» **Doel**
Zet alleen de regels vanaf de regel met "walkway visible in the provided image." tot en met de regel met "[100,64,266,157]" uit de gegevens hieronder om in een JSON-lijst van strings, één string per regel en zonder lege regels. Laat de afbeeldingen weg.

-=-=-=-=-

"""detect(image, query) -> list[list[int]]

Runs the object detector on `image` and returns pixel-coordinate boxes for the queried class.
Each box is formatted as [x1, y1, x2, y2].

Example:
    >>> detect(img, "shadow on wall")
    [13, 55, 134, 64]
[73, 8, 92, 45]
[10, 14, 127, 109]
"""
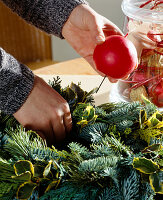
[52, 0, 124, 61]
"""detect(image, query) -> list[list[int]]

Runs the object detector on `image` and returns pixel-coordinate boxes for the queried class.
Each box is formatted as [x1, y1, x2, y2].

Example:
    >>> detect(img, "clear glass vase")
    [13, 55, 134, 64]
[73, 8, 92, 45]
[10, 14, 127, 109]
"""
[113, 0, 163, 109]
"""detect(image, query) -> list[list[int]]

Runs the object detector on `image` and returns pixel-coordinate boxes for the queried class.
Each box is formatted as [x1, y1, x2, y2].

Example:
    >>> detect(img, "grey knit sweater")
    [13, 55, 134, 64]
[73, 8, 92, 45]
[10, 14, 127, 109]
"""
[0, 0, 86, 114]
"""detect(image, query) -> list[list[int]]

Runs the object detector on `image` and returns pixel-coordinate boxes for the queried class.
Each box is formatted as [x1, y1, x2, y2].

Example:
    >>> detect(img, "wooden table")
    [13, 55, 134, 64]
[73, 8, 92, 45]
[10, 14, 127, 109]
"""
[33, 58, 98, 75]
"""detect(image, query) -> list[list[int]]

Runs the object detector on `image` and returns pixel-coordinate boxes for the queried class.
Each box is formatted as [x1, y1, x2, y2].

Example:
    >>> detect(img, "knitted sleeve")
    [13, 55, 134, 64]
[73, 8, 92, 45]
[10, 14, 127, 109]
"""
[2, 0, 87, 38]
[0, 0, 86, 114]
[0, 48, 34, 114]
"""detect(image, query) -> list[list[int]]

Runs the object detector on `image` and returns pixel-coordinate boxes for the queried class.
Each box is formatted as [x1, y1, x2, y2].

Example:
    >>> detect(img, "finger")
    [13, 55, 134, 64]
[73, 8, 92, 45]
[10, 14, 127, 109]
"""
[36, 131, 46, 140]
[63, 113, 72, 133]
[103, 19, 124, 36]
[108, 76, 118, 83]
[52, 116, 66, 142]
[89, 19, 105, 44]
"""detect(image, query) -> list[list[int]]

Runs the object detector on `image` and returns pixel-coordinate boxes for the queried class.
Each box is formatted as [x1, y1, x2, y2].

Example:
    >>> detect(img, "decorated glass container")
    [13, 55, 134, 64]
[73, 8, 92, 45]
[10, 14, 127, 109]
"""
[114, 0, 163, 109]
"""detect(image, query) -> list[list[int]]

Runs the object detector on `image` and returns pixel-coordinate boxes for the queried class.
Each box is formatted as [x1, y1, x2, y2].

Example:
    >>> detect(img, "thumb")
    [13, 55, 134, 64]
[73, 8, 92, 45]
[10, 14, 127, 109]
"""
[90, 22, 105, 44]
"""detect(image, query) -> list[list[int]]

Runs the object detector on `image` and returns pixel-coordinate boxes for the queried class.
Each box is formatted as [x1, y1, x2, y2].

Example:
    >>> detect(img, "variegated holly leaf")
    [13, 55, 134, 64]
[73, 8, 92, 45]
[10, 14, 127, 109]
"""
[139, 110, 147, 128]
[142, 144, 162, 153]
[11, 171, 31, 182]
[43, 160, 53, 178]
[34, 164, 45, 178]
[149, 171, 163, 194]
[16, 182, 37, 200]
[14, 160, 34, 176]
[45, 179, 60, 193]
[133, 158, 159, 174]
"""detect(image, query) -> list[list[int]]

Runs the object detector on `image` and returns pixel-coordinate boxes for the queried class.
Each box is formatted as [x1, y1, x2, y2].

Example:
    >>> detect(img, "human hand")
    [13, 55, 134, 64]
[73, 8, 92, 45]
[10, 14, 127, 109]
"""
[62, 4, 123, 82]
[14, 76, 72, 145]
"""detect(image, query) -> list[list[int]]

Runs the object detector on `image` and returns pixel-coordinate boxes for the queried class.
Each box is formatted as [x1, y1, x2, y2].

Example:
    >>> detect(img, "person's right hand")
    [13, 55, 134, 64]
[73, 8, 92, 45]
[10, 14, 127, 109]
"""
[14, 76, 72, 145]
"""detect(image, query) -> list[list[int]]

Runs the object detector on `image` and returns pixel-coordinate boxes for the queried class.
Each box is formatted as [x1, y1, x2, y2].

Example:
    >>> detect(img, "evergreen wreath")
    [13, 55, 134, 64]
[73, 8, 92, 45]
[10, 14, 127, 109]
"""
[0, 77, 163, 200]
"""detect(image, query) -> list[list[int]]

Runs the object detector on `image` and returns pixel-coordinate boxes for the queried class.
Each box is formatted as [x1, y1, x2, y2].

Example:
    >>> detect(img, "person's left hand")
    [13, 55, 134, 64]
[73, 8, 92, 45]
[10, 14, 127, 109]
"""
[62, 4, 123, 82]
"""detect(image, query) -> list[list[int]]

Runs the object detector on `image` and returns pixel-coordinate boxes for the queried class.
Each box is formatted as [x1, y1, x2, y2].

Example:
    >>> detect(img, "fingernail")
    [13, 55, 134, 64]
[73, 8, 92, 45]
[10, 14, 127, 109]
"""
[96, 35, 105, 43]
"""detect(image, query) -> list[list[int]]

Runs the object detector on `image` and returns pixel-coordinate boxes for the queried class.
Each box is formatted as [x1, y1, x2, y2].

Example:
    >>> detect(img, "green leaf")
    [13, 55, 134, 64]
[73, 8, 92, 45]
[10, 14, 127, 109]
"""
[16, 182, 37, 199]
[133, 158, 159, 174]
[149, 171, 163, 194]
[14, 160, 34, 176]
[11, 171, 31, 182]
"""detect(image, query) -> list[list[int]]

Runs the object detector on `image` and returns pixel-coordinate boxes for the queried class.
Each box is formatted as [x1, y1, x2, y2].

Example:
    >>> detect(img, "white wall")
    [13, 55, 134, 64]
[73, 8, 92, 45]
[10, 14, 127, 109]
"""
[52, 0, 124, 61]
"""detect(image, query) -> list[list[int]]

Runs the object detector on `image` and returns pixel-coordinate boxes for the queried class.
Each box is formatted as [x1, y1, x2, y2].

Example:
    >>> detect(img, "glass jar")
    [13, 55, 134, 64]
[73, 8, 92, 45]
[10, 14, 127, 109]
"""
[114, 0, 163, 109]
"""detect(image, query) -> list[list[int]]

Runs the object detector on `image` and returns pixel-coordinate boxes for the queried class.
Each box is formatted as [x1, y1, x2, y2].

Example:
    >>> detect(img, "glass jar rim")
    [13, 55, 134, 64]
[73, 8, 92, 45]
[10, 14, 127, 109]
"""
[121, 0, 163, 24]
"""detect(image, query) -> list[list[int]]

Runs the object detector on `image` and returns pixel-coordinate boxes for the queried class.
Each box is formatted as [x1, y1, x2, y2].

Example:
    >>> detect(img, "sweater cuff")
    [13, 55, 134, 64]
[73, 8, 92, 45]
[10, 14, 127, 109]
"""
[0, 48, 34, 114]
[27, 0, 88, 39]
[3, 64, 34, 115]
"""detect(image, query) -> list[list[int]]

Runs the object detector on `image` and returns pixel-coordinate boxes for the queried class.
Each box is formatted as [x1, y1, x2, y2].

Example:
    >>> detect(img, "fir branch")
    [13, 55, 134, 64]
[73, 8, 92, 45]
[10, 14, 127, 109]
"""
[106, 102, 141, 124]
[68, 142, 92, 160]
[102, 135, 132, 157]
[98, 186, 123, 200]
[4, 127, 58, 160]
[79, 123, 108, 143]
[121, 169, 140, 200]
[40, 182, 99, 200]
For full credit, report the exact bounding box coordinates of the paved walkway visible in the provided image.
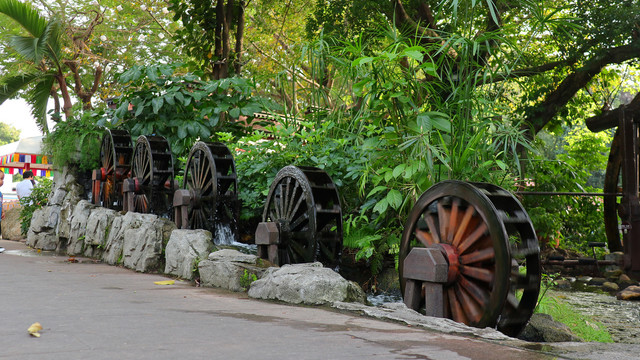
[0,240,636,360]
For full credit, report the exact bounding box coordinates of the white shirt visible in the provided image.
[16,179,33,199]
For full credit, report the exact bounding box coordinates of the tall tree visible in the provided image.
[0,122,20,145]
[0,0,181,132]
[307,0,640,139]
[170,0,246,79]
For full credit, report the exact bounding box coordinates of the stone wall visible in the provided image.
[27,166,364,304]
[26,169,176,272]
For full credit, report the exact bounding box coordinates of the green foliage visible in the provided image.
[0,122,20,145]
[537,296,613,343]
[523,128,610,253]
[43,112,104,170]
[240,269,258,290]
[20,177,53,235]
[100,64,266,157]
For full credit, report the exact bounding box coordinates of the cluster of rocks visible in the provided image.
[26,166,366,305]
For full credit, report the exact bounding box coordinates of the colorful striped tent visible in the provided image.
[0,136,53,177]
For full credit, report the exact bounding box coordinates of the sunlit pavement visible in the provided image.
[0,240,628,360]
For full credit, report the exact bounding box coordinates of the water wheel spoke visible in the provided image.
[447,287,469,324]
[289,239,313,262]
[282,178,293,221]
[423,213,442,244]
[416,229,435,247]
[458,247,496,265]
[458,221,489,254]
[460,266,494,284]
[287,182,305,219]
[445,198,460,244]
[452,205,476,246]
[458,276,489,306]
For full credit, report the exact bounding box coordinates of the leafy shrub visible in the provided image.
[20,177,53,235]
[43,112,104,170]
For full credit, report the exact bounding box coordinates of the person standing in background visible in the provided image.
[16,170,36,199]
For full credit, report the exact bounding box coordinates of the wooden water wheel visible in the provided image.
[174,142,238,241]
[398,181,541,336]
[91,129,133,210]
[262,165,342,268]
[129,135,175,218]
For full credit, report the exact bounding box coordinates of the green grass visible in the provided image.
[536,293,613,343]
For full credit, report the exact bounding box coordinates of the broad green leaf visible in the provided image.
[367,185,387,197]
[151,97,164,114]
[386,189,402,210]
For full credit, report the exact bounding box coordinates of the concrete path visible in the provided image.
[0,240,636,360]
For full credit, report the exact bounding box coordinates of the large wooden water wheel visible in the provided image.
[398,181,540,336]
[262,165,342,268]
[174,142,238,240]
[129,135,175,218]
[91,129,133,210]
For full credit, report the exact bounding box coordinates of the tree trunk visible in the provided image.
[233,0,245,76]
[213,0,224,80]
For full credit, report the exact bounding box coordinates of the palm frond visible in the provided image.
[26,74,56,134]
[0,0,47,37]
[0,73,43,104]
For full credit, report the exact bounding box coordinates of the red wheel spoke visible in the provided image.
[458,276,489,306]
[458,222,488,254]
[424,213,442,244]
[458,248,496,264]
[445,198,460,244]
[460,266,493,283]
[437,201,449,241]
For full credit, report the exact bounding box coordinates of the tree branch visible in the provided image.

-=-=-=-=-

» **Resultaat**
[
  "For full credit, report the exact bounding box coordinates of the paved walkway visible in the provided image.",
  "[0,240,636,360]",
  "For full credit, report the exact bounding box coordinates of the white shirt visible in the provided image.",
  "[16,179,33,199]",
  "For full credit, report the exact bounding box coordinates of the tall tree visible in the provided image.",
  "[0,122,20,145]",
  "[0,0,181,132]",
  "[307,0,640,139]",
  "[170,0,246,79]",
  "For full credit, report the exact bounding box coordinates of the stone wall visible in the provided image.",
  "[27,166,364,304]",
  "[26,169,176,272]",
  "For full credit, report the exact bounding box coordinates of the green foliage visible in the provided image.",
  "[0,122,20,145]",
  "[537,296,613,343]",
  "[523,128,610,253]",
  "[43,112,104,170]",
  "[240,269,258,290]",
  "[20,177,53,235]",
  "[100,64,266,157]"
]